Please state the number of lines in the records below that contain the string "water", and nothing further.

*** RECORDS FOR PROCESSING Section Begins ***

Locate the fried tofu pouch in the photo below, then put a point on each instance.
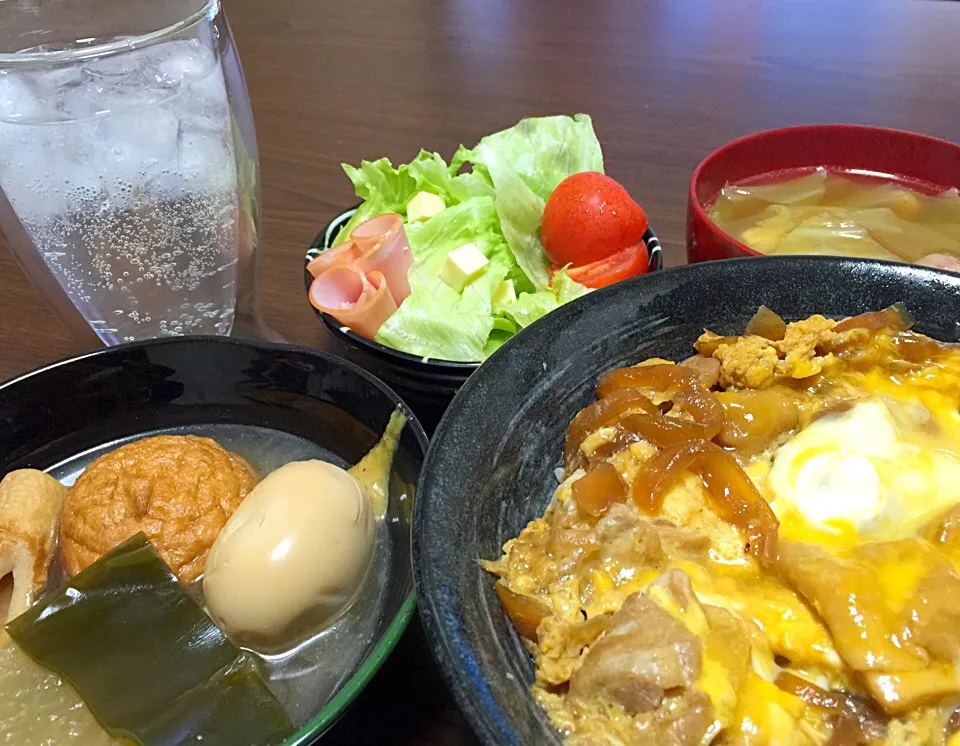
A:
(30, 504)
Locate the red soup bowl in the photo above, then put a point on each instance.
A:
(844, 146)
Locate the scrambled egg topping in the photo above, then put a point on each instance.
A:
(664, 628)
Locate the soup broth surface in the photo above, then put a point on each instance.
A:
(844, 213)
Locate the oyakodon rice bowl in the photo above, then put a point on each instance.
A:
(753, 547)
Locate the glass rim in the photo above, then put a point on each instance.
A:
(209, 8)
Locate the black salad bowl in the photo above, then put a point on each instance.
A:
(490, 466)
(427, 384)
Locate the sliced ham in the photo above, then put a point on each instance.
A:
(362, 281)
(357, 300)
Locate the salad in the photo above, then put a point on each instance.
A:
(450, 260)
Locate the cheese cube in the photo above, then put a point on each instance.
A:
(462, 265)
(504, 294)
(424, 205)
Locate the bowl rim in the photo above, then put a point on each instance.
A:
(700, 211)
(333, 710)
(324, 241)
(458, 668)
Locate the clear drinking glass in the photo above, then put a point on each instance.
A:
(128, 165)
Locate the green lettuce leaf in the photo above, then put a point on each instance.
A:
(435, 321)
(542, 151)
(530, 307)
(525, 163)
(384, 188)
(495, 194)
(474, 221)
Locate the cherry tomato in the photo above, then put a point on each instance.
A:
(626, 263)
(589, 217)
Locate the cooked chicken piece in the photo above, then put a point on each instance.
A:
(561, 644)
(933, 614)
(750, 362)
(30, 504)
(643, 653)
(847, 594)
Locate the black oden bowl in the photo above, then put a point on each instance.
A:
(263, 401)
(490, 467)
(426, 383)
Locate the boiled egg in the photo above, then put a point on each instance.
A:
(292, 557)
(876, 472)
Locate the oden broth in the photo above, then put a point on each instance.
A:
(845, 213)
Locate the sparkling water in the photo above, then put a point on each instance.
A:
(122, 172)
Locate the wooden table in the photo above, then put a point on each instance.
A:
(666, 81)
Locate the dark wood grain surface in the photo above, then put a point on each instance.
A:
(666, 81)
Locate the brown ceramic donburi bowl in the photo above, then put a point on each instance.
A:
(843, 146)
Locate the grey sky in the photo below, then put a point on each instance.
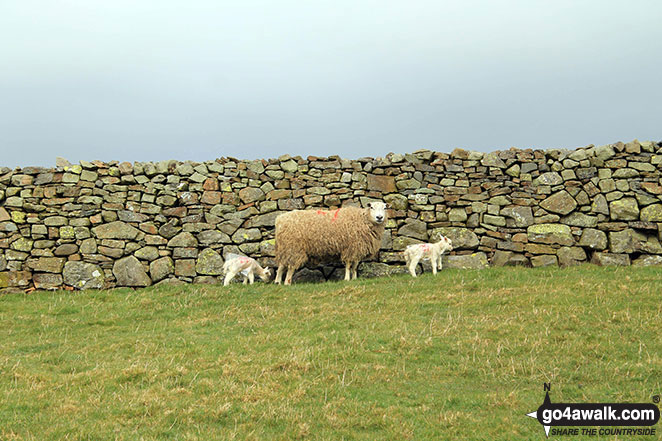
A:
(143, 80)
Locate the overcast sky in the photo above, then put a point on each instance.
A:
(146, 80)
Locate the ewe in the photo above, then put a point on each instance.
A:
(351, 233)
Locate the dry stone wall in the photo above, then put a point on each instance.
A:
(101, 225)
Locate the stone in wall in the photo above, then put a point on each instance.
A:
(98, 225)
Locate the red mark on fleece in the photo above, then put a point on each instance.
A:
(335, 214)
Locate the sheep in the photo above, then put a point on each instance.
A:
(433, 251)
(248, 267)
(350, 233)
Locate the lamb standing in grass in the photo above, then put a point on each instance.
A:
(433, 251)
(247, 266)
(351, 233)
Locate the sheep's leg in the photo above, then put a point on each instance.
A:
(288, 277)
(228, 276)
(355, 265)
(412, 266)
(279, 274)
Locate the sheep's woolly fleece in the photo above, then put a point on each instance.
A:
(346, 232)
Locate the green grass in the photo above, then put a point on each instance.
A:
(459, 356)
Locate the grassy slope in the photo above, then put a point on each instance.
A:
(460, 355)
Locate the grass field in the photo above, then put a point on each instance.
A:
(460, 356)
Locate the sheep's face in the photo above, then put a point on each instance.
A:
(377, 212)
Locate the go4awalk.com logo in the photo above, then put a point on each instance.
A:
(622, 419)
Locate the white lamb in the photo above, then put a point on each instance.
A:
(432, 251)
(247, 266)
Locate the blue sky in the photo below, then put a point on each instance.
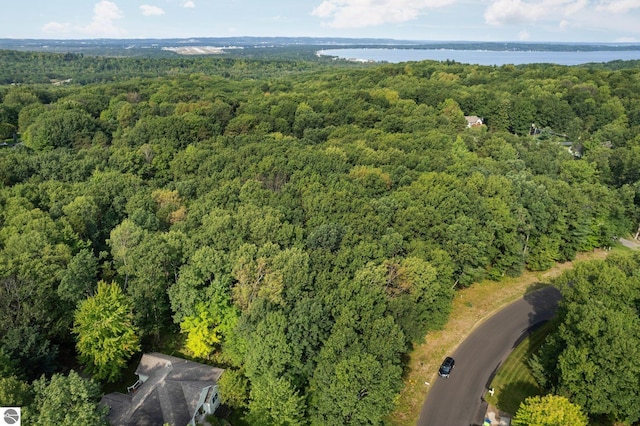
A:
(481, 20)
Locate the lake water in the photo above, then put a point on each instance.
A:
(482, 57)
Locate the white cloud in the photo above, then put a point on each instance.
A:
(102, 25)
(148, 10)
(367, 13)
(505, 12)
(618, 6)
(56, 28)
(524, 35)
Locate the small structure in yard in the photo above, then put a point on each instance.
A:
(169, 390)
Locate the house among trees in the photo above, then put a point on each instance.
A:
(169, 390)
(473, 120)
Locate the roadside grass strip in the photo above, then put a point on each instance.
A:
(513, 382)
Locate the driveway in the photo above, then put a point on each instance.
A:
(456, 401)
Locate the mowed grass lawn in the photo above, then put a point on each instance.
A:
(471, 306)
(514, 383)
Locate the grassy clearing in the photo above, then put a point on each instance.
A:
(471, 306)
(514, 383)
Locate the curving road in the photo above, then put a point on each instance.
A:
(457, 401)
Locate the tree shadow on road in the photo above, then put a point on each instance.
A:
(512, 394)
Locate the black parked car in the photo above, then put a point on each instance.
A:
(446, 367)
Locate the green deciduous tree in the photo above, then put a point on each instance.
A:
(591, 356)
(66, 401)
(549, 410)
(274, 401)
(106, 335)
(14, 392)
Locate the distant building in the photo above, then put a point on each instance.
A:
(169, 390)
(473, 121)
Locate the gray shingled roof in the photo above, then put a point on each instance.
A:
(170, 395)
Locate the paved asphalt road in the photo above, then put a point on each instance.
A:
(457, 401)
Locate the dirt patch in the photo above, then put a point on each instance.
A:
(471, 306)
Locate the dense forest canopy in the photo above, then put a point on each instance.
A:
(298, 223)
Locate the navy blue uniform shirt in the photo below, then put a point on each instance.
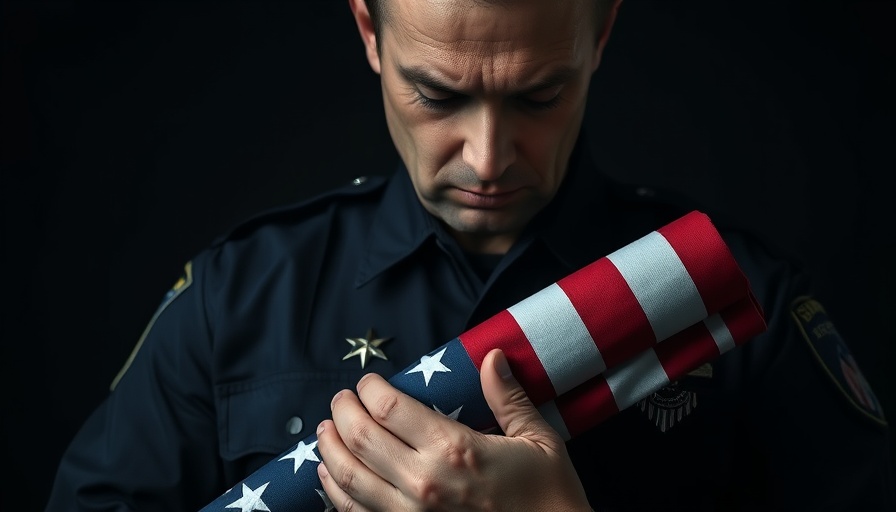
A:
(245, 353)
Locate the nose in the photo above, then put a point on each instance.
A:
(488, 145)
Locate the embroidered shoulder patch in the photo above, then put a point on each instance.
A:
(834, 357)
(182, 283)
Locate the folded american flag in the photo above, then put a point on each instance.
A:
(583, 348)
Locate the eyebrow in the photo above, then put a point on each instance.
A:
(421, 76)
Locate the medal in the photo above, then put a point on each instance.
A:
(668, 406)
(366, 347)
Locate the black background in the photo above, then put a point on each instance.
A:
(133, 133)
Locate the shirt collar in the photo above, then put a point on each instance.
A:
(571, 226)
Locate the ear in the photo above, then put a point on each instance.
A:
(368, 35)
(605, 35)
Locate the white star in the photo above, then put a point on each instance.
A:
(302, 453)
(453, 415)
(327, 502)
(429, 365)
(251, 500)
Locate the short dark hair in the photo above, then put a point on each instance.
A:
(379, 14)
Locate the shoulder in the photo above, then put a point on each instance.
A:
(349, 202)
(298, 235)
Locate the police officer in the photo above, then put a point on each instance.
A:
(284, 326)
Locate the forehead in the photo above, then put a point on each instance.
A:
(483, 43)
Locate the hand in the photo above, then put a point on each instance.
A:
(385, 451)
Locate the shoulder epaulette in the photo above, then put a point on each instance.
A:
(360, 186)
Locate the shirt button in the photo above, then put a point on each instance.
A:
(294, 425)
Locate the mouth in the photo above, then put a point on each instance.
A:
(491, 200)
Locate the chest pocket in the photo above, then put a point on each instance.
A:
(268, 415)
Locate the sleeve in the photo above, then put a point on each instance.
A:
(152, 444)
(818, 432)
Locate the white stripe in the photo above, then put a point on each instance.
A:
(559, 337)
(552, 416)
(661, 283)
(720, 333)
(637, 378)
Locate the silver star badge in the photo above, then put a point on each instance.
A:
(366, 347)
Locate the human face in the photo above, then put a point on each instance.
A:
(484, 103)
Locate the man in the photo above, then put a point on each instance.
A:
(496, 198)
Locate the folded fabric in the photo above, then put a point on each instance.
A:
(583, 348)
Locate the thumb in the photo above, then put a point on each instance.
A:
(516, 414)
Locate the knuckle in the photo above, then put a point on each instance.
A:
(386, 405)
(345, 478)
(461, 455)
(359, 437)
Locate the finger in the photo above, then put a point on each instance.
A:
(414, 430)
(349, 484)
(336, 496)
(367, 460)
(516, 414)
(411, 421)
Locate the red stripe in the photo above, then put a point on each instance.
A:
(719, 280)
(686, 350)
(502, 331)
(744, 319)
(609, 310)
(586, 405)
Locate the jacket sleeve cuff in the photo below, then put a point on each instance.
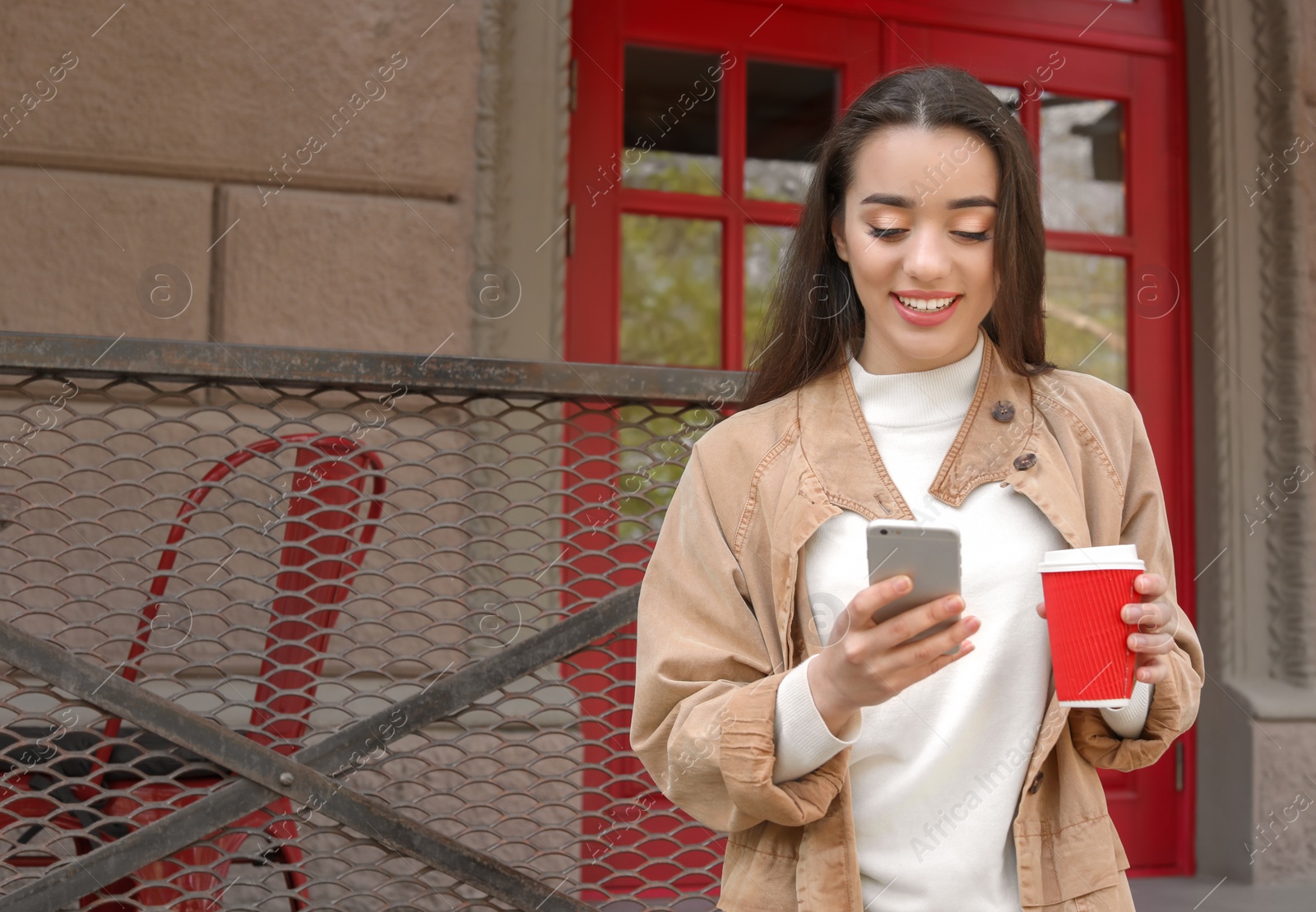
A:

*** RECORDS FOR PROCESSING Section Ends ***

* ANSWER BELOW *
2